21 juin 2014, 11:07

Mon Enfer - Part.2 @ Hellfest (Clisson)


DAY 2 : SATURDAY, HIGH AND DRY !

On commence tooooouut doucement la journée du samedi en allant néanmoins directement à l'ombre de la Valley soutenir MOS GENERATOR, quatuor américain que l'on suit depuis un certain temps et dont "Electric Mountain Majesty" vient d'être plébiscité un peu partout, notamment dans les pages d'HARD FORCE ! Grosse impression en live le temps de sept titres de gros stoner velu, dont des extraits du dernier qui n'oublie aucunement d'être bien rock'n'roll et dénué de nombreux poncifs, ainsi que des pépites comme "Lonely One Kenobi" ou "This Is The Gift Of Nature" !

Next stop : SKID ROW. Les dernières fois que nous avions vu le groupe, c'était à la Boule Noire puis dans dans un micro Elysée Montmartre amputé de deux tiers. Depuis, les New-Jersey boys n'ont pas franchement redécollé... Si Sebastian Bach a plutôt bien négocié sa carrière solo avec trois albums franchement bons et des prestations honnêtes à défaut d'être transcendantales, SKID ROW est aujourd'hui cantonné à la troisième division. Bien sûr, on ne manquera pour rien au monde le plaisir d'écouter en live tous ces titres qui auront bercé notre jeunesse : mea culpa pour notre complaisance 100% nostalgique, et nous n'étions cependant pas les seuls puisque la fosse devant la Mainstage 1 est plutôt bien garnie en ce début d'après-midi... et honnêtement, nous ne sommes vraiment pas venus pour entendre leurs deux derniers EPs très dispensables. Bon, SKID ROW ça joue raisonnablement bien, mais le son est plutôt boueux et franchement, si l'on est content de se prendre quelques sympathiques "Big Guns", "Monkey Business", "Riot Act" ou "Get The Fuck Out", le set est vite oublié : les musiciens font le job avec un certain plaisir affiché, mais Johnny Solinger, très sincèrement, ce n'est plus possible. Pataud, maladroit, peu charismatique et ersatz de troisième choix, le texan n'a pas le quart de la fougue ni de l'éloquence de son illustre prédécesseur. Johnny Solinger, c'est David Reece dans ACCEPT ; c'est Joe Lynn Turner dans DEEP PURPLE, c'est Tony Martin dans BLACK SABBATH... vous avez compris. On aurait d'ailleurs aimé que Phil Anselmo, venu encourager son vieux poto Dave Sabo (tour-manager de DOWN) et présent sur le côté de la scène, prenne le micro pour jammer sur un titre comme il avait pu le faire à de nombreuses reprises en 2013... "Get The Fuck Out" avec tonton Philou, ça aurait eu de la gueule. Tant pis, ce concert aura définitivement été sans surprises...

- **Tâche courte a**: Relevez chaque ligne des enregistrements qui contient la chaîne "roof". Respectez la casse.

- **Ensemble d'enregistrements**:
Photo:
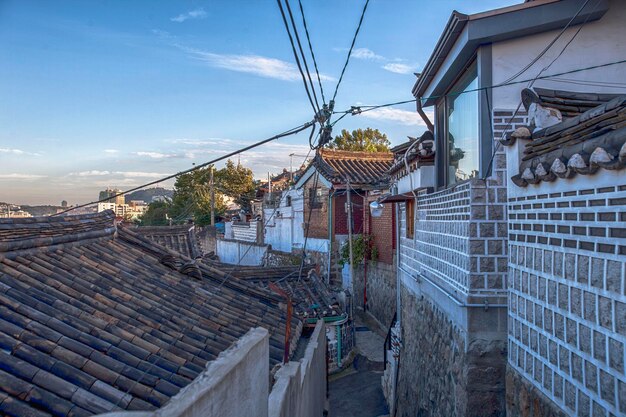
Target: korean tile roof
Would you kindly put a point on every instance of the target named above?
(95, 319)
(422, 153)
(180, 238)
(311, 296)
(579, 145)
(360, 168)
(569, 103)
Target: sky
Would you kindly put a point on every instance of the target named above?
(120, 93)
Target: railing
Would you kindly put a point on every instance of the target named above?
(387, 345)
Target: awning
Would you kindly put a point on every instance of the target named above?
(398, 198)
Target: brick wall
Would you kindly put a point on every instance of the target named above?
(383, 229)
(318, 224)
(567, 320)
(341, 216)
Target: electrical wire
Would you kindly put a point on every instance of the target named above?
(543, 52)
(306, 66)
(356, 110)
(295, 54)
(306, 30)
(356, 33)
(223, 281)
(221, 158)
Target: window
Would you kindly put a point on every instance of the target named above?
(410, 218)
(458, 116)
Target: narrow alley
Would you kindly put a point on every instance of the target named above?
(357, 390)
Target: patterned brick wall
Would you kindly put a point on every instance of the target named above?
(567, 320)
(567, 303)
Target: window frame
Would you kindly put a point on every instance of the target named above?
(482, 62)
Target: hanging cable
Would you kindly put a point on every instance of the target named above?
(306, 66)
(295, 54)
(356, 33)
(308, 38)
(221, 158)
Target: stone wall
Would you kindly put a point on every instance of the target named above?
(446, 369)
(523, 399)
(381, 290)
(431, 380)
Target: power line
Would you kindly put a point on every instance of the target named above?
(306, 30)
(295, 54)
(247, 148)
(356, 33)
(543, 52)
(356, 110)
(306, 66)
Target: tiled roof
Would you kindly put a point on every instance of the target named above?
(180, 238)
(94, 319)
(423, 153)
(569, 103)
(578, 145)
(311, 296)
(360, 168)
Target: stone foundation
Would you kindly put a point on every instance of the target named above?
(381, 291)
(525, 400)
(445, 372)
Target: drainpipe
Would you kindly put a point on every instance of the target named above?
(425, 118)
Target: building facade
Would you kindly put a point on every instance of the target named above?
(461, 265)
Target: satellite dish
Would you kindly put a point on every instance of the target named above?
(376, 209)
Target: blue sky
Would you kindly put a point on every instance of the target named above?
(118, 93)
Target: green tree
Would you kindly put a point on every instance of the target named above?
(236, 181)
(192, 198)
(156, 215)
(369, 140)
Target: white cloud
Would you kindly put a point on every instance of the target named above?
(20, 176)
(405, 117)
(399, 68)
(251, 64)
(14, 151)
(155, 155)
(365, 53)
(125, 174)
(192, 14)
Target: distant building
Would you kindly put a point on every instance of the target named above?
(108, 196)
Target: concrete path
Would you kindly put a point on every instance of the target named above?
(357, 391)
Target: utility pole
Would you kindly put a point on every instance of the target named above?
(212, 185)
(350, 238)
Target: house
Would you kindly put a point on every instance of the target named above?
(96, 318)
(325, 186)
(463, 257)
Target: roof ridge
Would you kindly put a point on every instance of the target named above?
(341, 154)
(39, 232)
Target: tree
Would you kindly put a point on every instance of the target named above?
(192, 198)
(236, 181)
(368, 140)
(156, 215)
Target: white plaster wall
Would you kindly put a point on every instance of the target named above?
(283, 225)
(421, 177)
(300, 387)
(597, 43)
(234, 385)
(241, 253)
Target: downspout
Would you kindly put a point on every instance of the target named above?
(425, 118)
(330, 234)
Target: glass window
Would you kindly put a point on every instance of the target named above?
(463, 158)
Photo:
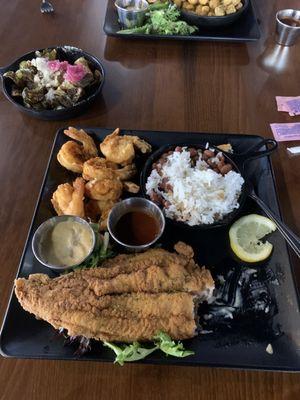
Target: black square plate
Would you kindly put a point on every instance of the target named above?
(245, 29)
(23, 336)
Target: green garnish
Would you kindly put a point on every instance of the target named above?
(129, 353)
(135, 351)
(100, 253)
(162, 19)
(168, 346)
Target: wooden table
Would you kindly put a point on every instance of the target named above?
(211, 87)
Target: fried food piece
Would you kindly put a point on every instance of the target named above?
(130, 298)
(230, 9)
(100, 168)
(125, 318)
(72, 154)
(226, 147)
(220, 11)
(105, 189)
(131, 187)
(127, 172)
(68, 199)
(121, 149)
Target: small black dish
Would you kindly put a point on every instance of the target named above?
(245, 29)
(212, 21)
(64, 53)
(237, 161)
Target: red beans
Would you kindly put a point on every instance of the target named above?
(225, 169)
(214, 160)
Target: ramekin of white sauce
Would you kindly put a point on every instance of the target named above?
(63, 242)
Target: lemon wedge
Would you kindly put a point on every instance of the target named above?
(245, 238)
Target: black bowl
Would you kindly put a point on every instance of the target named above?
(213, 22)
(225, 221)
(64, 53)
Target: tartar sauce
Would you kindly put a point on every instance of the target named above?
(69, 243)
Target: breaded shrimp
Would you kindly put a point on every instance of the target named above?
(68, 199)
(121, 149)
(72, 155)
(105, 189)
(100, 168)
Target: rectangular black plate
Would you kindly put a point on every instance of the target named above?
(23, 336)
(245, 29)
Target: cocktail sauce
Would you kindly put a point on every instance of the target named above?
(136, 228)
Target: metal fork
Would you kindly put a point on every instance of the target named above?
(46, 7)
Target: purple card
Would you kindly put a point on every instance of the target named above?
(286, 132)
(294, 106)
(288, 104)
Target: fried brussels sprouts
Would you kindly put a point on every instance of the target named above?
(216, 8)
(48, 83)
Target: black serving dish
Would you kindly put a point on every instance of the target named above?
(243, 343)
(244, 29)
(212, 21)
(64, 53)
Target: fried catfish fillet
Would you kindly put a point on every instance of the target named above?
(130, 298)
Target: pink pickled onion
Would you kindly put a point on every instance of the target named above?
(57, 65)
(75, 73)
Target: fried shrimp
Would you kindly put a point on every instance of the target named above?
(131, 187)
(100, 168)
(121, 149)
(68, 199)
(105, 189)
(72, 154)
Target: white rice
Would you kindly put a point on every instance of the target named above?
(200, 195)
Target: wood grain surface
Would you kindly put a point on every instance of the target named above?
(210, 87)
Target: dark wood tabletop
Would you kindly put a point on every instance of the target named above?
(155, 85)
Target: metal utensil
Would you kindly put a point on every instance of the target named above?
(46, 7)
(286, 35)
(292, 239)
(135, 204)
(131, 12)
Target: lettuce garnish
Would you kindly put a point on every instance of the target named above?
(135, 351)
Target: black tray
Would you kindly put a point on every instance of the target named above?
(245, 29)
(23, 336)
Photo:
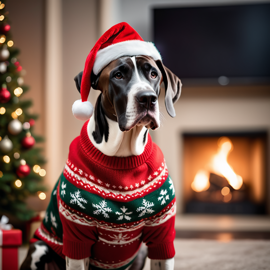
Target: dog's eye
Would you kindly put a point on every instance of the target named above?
(153, 74)
(118, 76)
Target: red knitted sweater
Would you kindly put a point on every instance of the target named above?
(103, 207)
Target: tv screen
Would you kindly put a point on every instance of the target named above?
(215, 44)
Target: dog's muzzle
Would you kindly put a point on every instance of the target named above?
(147, 100)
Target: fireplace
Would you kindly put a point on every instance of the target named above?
(225, 172)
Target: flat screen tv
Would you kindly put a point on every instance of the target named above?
(228, 44)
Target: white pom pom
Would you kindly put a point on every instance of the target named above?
(82, 110)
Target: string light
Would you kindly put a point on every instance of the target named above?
(14, 115)
(2, 39)
(18, 91)
(36, 168)
(6, 159)
(18, 183)
(42, 195)
(10, 43)
(2, 110)
(225, 191)
(42, 172)
(8, 79)
(16, 155)
(18, 111)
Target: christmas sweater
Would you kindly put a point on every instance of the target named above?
(104, 207)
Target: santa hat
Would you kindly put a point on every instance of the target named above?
(119, 40)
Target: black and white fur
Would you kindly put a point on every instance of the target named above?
(124, 112)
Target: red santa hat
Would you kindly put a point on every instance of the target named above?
(119, 40)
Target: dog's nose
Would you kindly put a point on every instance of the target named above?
(147, 99)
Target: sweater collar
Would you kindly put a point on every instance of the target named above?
(91, 153)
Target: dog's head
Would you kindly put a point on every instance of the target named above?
(130, 88)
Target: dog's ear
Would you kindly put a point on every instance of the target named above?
(78, 80)
(173, 87)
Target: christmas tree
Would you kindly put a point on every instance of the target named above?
(21, 171)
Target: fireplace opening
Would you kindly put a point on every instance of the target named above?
(225, 172)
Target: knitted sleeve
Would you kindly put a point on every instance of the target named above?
(77, 239)
(159, 240)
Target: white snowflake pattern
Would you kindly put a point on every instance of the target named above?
(146, 208)
(63, 186)
(171, 186)
(102, 209)
(124, 214)
(77, 199)
(164, 196)
(120, 238)
(53, 220)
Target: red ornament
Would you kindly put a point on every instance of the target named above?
(6, 28)
(23, 170)
(31, 122)
(28, 142)
(4, 95)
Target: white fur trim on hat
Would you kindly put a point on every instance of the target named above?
(129, 47)
(82, 110)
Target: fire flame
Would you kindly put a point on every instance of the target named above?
(201, 181)
(219, 166)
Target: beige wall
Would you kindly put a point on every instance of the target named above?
(198, 109)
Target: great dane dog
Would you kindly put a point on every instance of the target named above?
(124, 112)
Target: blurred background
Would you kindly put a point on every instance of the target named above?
(217, 148)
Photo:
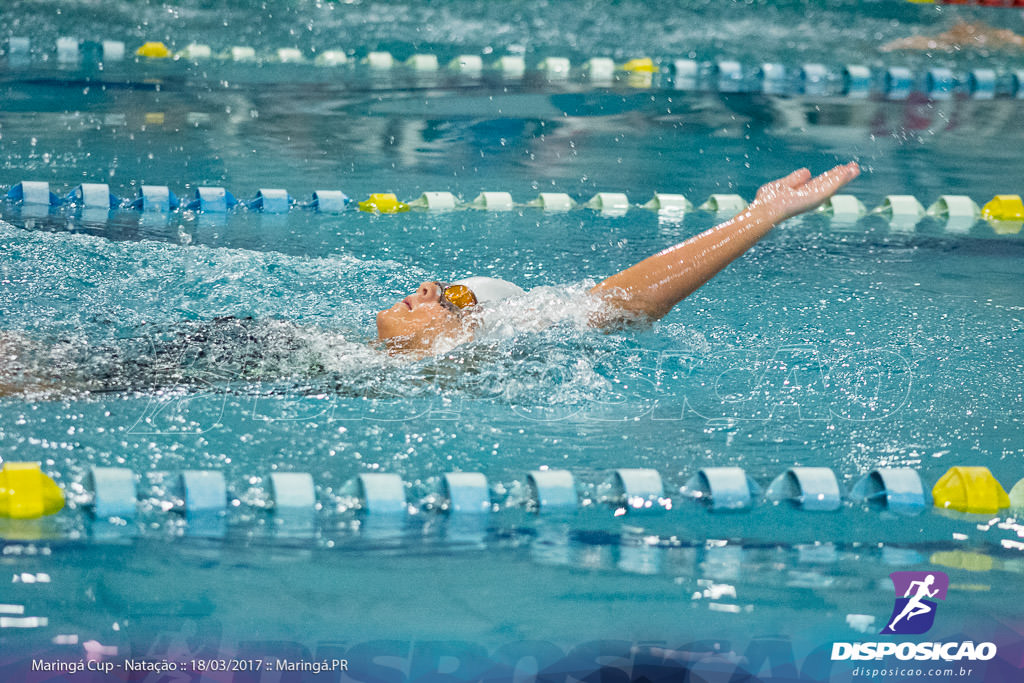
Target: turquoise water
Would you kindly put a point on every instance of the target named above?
(238, 343)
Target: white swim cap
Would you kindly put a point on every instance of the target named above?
(487, 290)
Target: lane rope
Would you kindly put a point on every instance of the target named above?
(726, 75)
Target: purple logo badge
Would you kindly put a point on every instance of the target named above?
(915, 595)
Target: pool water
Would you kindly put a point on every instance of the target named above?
(237, 342)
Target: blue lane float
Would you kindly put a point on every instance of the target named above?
(729, 76)
(381, 494)
(897, 488)
(293, 491)
(552, 491)
(940, 82)
(637, 487)
(898, 82)
(156, 199)
(330, 201)
(203, 492)
(33, 191)
(814, 79)
(270, 201)
(856, 81)
(723, 488)
(807, 487)
(981, 83)
(113, 492)
(212, 200)
(92, 196)
(774, 79)
(466, 493)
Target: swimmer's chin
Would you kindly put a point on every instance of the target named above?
(410, 347)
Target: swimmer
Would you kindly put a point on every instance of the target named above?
(439, 312)
(433, 319)
(963, 36)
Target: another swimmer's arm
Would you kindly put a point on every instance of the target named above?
(653, 286)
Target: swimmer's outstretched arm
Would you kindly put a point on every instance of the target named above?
(653, 286)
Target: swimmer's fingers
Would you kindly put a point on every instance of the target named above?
(792, 201)
(828, 182)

- **Tâche courte b**: D'après le compte rendu du Hellfest, combien de titres MOS GENERATOR a-t-il joués en live ?

- **Bonne réponse a**:
Target: korean tile roof
Target: tiled roof
Target: roof ridge

- **Bonne réponse b**: Sept titres.